■ **Provided material**:
########################################

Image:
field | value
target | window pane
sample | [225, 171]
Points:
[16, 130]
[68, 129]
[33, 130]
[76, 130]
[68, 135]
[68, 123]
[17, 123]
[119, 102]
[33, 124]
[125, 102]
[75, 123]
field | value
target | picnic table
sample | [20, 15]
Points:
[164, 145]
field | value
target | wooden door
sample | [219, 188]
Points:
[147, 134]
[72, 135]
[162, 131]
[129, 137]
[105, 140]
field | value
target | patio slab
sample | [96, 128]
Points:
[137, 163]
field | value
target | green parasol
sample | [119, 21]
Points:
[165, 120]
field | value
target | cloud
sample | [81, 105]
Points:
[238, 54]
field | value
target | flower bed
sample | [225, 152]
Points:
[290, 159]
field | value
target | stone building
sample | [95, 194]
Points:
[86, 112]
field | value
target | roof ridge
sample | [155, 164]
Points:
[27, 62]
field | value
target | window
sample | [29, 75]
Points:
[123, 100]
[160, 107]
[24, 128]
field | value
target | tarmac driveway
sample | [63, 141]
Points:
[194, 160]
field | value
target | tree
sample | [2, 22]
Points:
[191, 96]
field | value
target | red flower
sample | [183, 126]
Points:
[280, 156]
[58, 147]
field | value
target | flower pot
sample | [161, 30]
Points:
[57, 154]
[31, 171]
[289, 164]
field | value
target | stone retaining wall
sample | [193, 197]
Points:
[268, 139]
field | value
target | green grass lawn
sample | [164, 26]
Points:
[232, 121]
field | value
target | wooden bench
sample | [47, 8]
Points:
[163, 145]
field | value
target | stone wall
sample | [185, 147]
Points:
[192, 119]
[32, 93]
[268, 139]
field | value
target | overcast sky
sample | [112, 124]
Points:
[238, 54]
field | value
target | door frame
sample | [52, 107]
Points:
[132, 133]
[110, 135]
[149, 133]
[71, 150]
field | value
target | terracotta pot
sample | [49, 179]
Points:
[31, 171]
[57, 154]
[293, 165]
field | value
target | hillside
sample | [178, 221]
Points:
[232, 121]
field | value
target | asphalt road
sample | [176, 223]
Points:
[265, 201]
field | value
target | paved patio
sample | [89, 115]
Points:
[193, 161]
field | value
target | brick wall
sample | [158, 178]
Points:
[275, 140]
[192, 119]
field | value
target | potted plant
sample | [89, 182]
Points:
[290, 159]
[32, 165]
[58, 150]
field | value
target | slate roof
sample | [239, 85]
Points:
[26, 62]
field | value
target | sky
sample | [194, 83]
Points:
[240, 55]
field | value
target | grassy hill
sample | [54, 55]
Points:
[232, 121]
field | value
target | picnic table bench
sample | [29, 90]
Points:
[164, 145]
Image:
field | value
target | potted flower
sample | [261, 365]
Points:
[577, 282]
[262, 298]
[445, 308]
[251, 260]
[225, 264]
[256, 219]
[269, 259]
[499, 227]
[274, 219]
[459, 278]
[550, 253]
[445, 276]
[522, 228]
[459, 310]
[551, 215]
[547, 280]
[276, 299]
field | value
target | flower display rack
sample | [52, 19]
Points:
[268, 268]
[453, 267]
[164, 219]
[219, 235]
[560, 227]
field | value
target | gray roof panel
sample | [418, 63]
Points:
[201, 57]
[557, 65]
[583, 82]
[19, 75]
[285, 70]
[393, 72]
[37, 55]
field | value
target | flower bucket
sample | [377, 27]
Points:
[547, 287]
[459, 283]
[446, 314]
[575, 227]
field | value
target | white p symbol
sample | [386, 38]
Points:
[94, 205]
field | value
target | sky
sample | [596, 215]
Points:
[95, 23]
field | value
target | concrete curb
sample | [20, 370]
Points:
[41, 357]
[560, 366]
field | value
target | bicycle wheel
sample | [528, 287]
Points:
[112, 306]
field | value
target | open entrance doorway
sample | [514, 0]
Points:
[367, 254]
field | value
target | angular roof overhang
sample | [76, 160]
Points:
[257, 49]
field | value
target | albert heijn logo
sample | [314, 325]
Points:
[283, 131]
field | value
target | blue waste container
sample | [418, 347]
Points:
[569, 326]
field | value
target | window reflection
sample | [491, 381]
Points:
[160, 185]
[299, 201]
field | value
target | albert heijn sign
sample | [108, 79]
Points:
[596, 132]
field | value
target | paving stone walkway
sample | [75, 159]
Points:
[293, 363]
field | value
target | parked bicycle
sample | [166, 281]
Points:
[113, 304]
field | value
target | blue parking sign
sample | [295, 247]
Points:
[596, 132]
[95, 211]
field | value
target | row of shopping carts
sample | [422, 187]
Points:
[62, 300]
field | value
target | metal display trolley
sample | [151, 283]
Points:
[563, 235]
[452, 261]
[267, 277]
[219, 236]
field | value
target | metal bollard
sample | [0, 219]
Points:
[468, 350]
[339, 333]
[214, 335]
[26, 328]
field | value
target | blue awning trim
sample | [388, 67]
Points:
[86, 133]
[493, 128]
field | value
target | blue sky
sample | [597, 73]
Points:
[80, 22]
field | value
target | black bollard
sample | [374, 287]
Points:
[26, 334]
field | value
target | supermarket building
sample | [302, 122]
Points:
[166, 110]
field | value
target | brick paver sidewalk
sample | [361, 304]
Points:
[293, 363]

########################################

■ **Exercise prompt**: State the number of lines above that hold the string "flower", with nothing added.

■ **Exercise solution**: 6